● **YOUR GOAL**
Please render every line of the listing below as a Markdown table with the columns Row and Line. Number each line and leave out any blank lines.

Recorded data

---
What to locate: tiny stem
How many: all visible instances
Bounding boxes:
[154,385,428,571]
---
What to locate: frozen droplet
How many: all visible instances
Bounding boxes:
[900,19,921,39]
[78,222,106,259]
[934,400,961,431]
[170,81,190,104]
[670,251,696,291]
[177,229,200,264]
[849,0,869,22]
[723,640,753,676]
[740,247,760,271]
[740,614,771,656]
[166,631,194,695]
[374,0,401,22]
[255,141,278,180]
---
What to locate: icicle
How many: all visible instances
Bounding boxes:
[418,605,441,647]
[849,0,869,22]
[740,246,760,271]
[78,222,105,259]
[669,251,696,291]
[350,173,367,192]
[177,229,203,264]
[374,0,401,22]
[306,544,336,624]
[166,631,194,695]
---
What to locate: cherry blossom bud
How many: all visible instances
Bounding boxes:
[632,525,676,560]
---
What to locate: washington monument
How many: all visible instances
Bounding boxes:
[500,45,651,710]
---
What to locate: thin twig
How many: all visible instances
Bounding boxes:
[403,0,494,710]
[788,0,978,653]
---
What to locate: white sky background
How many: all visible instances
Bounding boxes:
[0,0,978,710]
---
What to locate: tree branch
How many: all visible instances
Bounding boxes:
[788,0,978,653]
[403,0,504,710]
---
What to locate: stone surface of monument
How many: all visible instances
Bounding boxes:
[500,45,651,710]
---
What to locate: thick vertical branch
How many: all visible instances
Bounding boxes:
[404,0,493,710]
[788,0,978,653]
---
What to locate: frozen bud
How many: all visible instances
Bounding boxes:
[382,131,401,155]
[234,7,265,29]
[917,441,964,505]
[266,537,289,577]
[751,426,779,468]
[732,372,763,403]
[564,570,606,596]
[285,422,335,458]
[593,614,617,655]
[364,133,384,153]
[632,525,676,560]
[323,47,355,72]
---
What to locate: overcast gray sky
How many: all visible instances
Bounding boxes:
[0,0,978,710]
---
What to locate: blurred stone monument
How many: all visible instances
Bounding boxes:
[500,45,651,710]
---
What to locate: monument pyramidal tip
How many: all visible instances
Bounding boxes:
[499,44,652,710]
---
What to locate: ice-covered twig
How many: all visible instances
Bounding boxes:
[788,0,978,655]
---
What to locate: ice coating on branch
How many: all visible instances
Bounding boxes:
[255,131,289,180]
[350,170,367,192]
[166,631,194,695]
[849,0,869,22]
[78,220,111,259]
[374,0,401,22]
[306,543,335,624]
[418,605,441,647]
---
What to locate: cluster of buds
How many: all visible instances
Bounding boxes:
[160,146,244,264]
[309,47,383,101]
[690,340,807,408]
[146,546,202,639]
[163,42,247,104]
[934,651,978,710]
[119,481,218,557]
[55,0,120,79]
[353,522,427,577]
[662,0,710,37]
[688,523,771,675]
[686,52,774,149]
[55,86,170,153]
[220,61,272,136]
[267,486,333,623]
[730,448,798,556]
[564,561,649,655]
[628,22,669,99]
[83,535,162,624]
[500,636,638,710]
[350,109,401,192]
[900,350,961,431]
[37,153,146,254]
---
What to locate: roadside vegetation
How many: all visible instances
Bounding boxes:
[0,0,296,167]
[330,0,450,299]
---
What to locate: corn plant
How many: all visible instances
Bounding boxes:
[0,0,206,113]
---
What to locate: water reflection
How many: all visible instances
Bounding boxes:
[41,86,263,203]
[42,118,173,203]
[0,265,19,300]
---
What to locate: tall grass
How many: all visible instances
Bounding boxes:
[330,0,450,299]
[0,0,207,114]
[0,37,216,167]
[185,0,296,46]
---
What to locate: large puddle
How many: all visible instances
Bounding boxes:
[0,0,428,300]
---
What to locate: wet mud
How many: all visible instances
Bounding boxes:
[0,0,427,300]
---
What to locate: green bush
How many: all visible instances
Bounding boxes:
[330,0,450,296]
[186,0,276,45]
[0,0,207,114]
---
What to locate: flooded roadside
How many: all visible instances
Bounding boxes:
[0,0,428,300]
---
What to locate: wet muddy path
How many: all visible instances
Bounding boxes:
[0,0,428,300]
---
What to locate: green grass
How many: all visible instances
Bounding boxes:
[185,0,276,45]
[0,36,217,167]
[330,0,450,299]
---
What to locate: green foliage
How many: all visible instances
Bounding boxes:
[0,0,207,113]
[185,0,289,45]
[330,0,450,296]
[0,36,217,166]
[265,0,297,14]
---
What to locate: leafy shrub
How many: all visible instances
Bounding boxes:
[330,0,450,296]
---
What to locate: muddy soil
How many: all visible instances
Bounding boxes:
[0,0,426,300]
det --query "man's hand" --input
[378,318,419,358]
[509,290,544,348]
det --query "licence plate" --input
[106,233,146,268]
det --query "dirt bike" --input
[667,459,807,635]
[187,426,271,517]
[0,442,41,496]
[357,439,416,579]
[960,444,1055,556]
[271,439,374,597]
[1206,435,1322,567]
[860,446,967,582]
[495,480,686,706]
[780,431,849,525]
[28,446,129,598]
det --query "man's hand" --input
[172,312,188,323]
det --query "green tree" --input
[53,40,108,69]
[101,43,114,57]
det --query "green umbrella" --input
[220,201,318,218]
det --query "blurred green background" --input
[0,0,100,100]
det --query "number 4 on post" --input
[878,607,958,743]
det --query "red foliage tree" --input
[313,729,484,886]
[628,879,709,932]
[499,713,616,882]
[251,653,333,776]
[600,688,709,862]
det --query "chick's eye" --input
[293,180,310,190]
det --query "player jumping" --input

● **FINAL RESULT**
| Row | Line |
|---|---|
| 1 | --- |
| 2 | What to locate: tiny stem |
| 3 | How many: all visible instances |
| 4 | Bounding boxes: |
| 5 | [154,385,428,571] |
| 6 | --- |
| 7 | What to locate: frozen droplet |
| 8 | How many: all visible instances |
| 9 | Bounding boxes: |
| 10 | [900,19,921,39] |
| 11 | [78,222,106,259] |
| 12 | [934,400,961,431] |
| 13 | [170,81,190,104] |
| 14 | [670,251,696,291] |
| 15 | [177,229,200,264] |
| 16 | [849,0,869,22] |
| 17 | [723,640,753,676] |
| 18 | [740,247,760,271] |
| 19 | [740,614,771,656] |
| 20 | [166,631,194,695] |
| 21 | [374,0,401,22] |
| 22 | [255,141,278,180] |
| 23 | --- |
| 24 | What to locate: icicle |
| 25 | How many: all visible instances |
| 26 | Bounding boxes: |
| 27 | [418,605,441,647] |
| 28 | [849,0,869,22] |
| 29 | [740,246,760,271] |
| 30 | [78,222,105,259] |
| 31 | [669,251,696,291] |
| 32 | [350,173,367,192] |
| 33 | [177,229,203,264] |
| 34 | [374,0,401,22] |
| 35 | [306,544,336,624] |
| 36 | [166,631,194,695] |
| 37 | --- |
| 38 | What to locate: cherry blossom bud |
| 39 | How many: all visible instances |
| 40 | Bounding boxes: |
| 41 | [632,525,676,560] |
| 42 | --- |
| 43 | What to locate: washington monument |
| 44 | How many: all visible instances |
| 45 | Bounding boxes: |
| 46 | [500,45,651,710] |
| 47 | --- |
| 48 | What to locate: thin twig |
| 49 | How many: all visible instances |
| 50 | Bounding boxes: |
| 51 | [403,0,494,710] |
| 52 | [788,0,978,653] |
| 53 | --- |
| 54 | What to locate: white sky background |
| 55 | How many: all visible instances |
| 56 | Bounding boxes: |
| 57 | [0,0,978,710] |
| 58 | --- |
| 59 | What to locate: tree branch |
| 60 | How many: all visible instances |
| 61 | Bounding boxes: |
| 62 | [788,0,978,653] |
| 63 | [403,0,504,710] |
| 64 | --- |
| 65 | What to locate: stone surface of monument |
| 66 | How many: all visible instances |
| 67 | Bounding boxes: |
| 68 | [500,45,651,710] |
| 69 | --- |
| 70 | What to locate: thick vertical branch |
| 71 | How many: all visible instances |
| 72 | Bounding boxes: |
| 73 | [404,0,493,710] |
| 74 | [788,0,978,653] |
| 75 | --- |
| 76 | What to locate: frozen bud |
| 77 | How many: all visible instances |
| 78 | Bounding boxes: |
| 79 | [382,131,401,155] |
| 80 | [234,7,265,29] |
| 81 | [917,441,964,505] |
| 82 | [266,537,289,577] |
| 83 | [751,426,779,468] |
| 84 | [732,372,763,403] |
| 85 | [564,570,606,596] |
| 86 | [285,422,335,458] |
| 87 | [593,614,617,655] |
| 88 | [364,133,384,153] |
| 89 | [632,525,676,560] |
| 90 | [323,47,355,72] |
| 91 | --- |
| 92 | What to locate: overcast gray sky |
| 93 | How many: all visible instances |
| 94 | Bounding boxes: |
| 95 | [0,0,978,710] |
| 96 | --- |
| 97 | What to locate: blurred stone monument |
| 98 | How many: all visible instances |
| 99 | Bounding boxes: |
| 100 | [500,45,651,710] |
| 101 | --- |
| 102 | What to locate: monument pyramidal tip |
| 103 | How many: all visible instances |
| 104 | Bounding boxes: |
| 105 | [499,44,652,710] |
| 106 | --- |
| 107 | What to locate: ice-covered twig |
| 108 | How many: all visible instances |
| 109 | Bounding boxes: |
| 110 | [788,0,978,655] |
| 111 | --- |
| 112 | What to locate: ice coating on branch |
| 113 | How many: all visible instances |
| 114 | Bounding boxes: |
| 115 | [255,131,289,180] |
| 116 | [350,170,367,192] |
| 117 | [166,631,194,695] |
| 118 | [849,0,869,22] |
| 119 | [78,220,111,259] |
| 120 | [374,0,401,22] |
| 121 | [306,543,335,624] |
| 122 | [418,605,441,647] |
| 123 | --- |
| 124 | What to locate: cluster of buds |
| 125 | How many: all visible instances |
| 126 | Bounding boxes: |
| 127 | [160,146,244,264] |
| 128 | [309,47,383,101] |
| 129 | [690,340,807,408] |
| 130 | [146,546,202,639] |
| 131 | [163,42,247,104] |
| 132 | [934,651,978,710] |
| 133 | [119,481,218,557] |
| 134 | [55,0,120,79] |
| 135 | [353,522,427,577] |
| 136 | [662,0,710,37] |
| 137 | [688,523,771,675] |
| 138 | [686,52,774,149] |
| 139 | [55,86,170,153] |
| 140 | [220,61,272,136] |
| 141 | [267,486,333,623] |
| 142 | [730,448,798,556] |
| 143 | [564,561,649,655] |
| 144 | [628,22,669,99] |
| 145 | [83,535,162,624] |
| 146 | [500,636,638,710] |
| 147 | [350,109,401,192] |
| 148 | [900,350,961,431] |
| 149 | [37,153,146,254] |
| 150 | --- |
| 151 | What to locate: roadside vegetation |
| 152 | How many: all visible instances |
| 153 | Bounding boxes: |
| 154 | [0,0,296,167] |
| 155 | [330,0,450,299] |
| 156 | --- |
| 157 | What to locate: corn plant |
| 158 | How many: all visible instances |
| 159 | Bounding boxes: |
| 160 | [0,0,206,113] |
| 161 | --- |
| 162 | What to locate: water reflection |
| 163 | How many: all visible instances |
| 164 | Bounding boxes: |
| 165 | [41,86,263,203] |
| 166 | [42,118,173,203] |
| 167 | [0,265,19,300] |
| 168 | --- |
| 169 | What to locate: tall grass |
| 170 | How many: all visible instances |
| 171 | Bounding boxes: |
| 172 | [330,0,450,299] |
| 173 | [0,0,207,114] |
| 174 | [0,37,216,167] |
| 175 | [185,0,296,46] |
| 176 | --- |
| 177 | What to locate: large puddle |
| 178 | How many: all visible instances |
| 179 | Bounding boxes: |
| 180 | [0,0,428,300] |
| 181 | --- |
| 182 | What to locate: wet mud |
| 183 | How many: all visible instances |
| 184 | Bounding boxes: |
| 185 | [0,0,427,300] |
| 186 | --- |
| 187 | What to locate: green bush |
| 188 | How many: all visible instances |
| 189 | Bounding boxes: |
| 190 | [330,0,450,296] |
| 191 | [186,0,276,45] |
| 192 | [0,0,207,114] |
| 193 | --- |
| 194 | What to locate: flooded roadside |
| 195 | How many: all visible instances |
| 196 | Bounding boxes: |
| 197 | [0,0,428,300] |
| 198 | --- |
| 199 | What to locate: wet muddy path |
| 200 | How many: all visible instances |
| 201 | Bounding boxes: |
| 202 | [0,0,428,300] |
| 203 | --- |
| 204 | What to locate: green grass |
| 205 | How many: all visible instances |
| 206 | Bounding boxes: |
| 207 | [185,0,276,45] |
| 208 | [0,36,217,167] |
| 209 | [330,0,450,299] |
| 210 | --- |
| 211 | What to locate: green foliage |
| 212 | How many: all visible instances |
| 213 | Bounding boxes: |
| 214 | [0,0,207,113] |
| 215 | [185,0,289,45] |
| 216 | [330,0,450,296] |
| 217 | [0,36,217,166] |
| 218 | [265,0,297,14] |
| 219 | --- |
| 220 | What to locate: leafy shrub |
| 221 | How many: all visible instances |
| 222 | Bounding boxes: |
| 223 | [330,0,450,296] |
| 224 | --- |
| 225 | What to locate: muddy soil |
| 226 | How many: all visible instances |
| 227 | Bounding boxes: |
| 228 | [0,0,426,300] |
| 229 | det --query "man's hand" --input |
| 230 | [378,318,419,358] |
| 231 | [509,290,544,348] |
| 232 | det --query "licence plate" --input |
| 233 | [106,233,146,268] |
| 234 | det --query "dirt bike" --input |
| 235 | [667,459,807,635] |
| 236 | [187,426,271,517] |
| 237 | [0,442,41,496] |
| 238 | [357,439,416,579] |
| 239 | [960,444,1055,556] |
| 240 | [271,439,374,597] |
| 241 | [1206,435,1322,567] |
| 242 | [860,446,967,582] |
| 243 | [495,480,686,706] |
| 244 | [780,431,849,525] |
| 245 | [28,446,129,598] |
| 246 | det --query "man's hand" --input |
| 247 | [172,312,188,323] |
| 248 | det --query "green tree" --input |
| 249 | [53,40,108,69] |
| 250 | [101,43,114,57] |
| 251 | det --query "green umbrella" --input |
| 252 | [220,201,318,218] |
| 253 | det --query "blurred green background" --input |
| 254 | [0,0,100,100] |
| 255 | det --query "number 4 on post" --input |
| 256 | [878,607,958,743] |
| 257 | det --query "red foliage tree" --input |
| 258 | [313,729,484,886] |
| 259 | [628,879,709,932] |
| 260 | [499,713,616,882] |
| 261 | [251,653,333,776] |
| 262 | [600,688,709,862] |
| 263 | det --query "chick's eye" --input |
| 264 | [293,180,310,190] |
| 265 | det --query "player jumping" --input |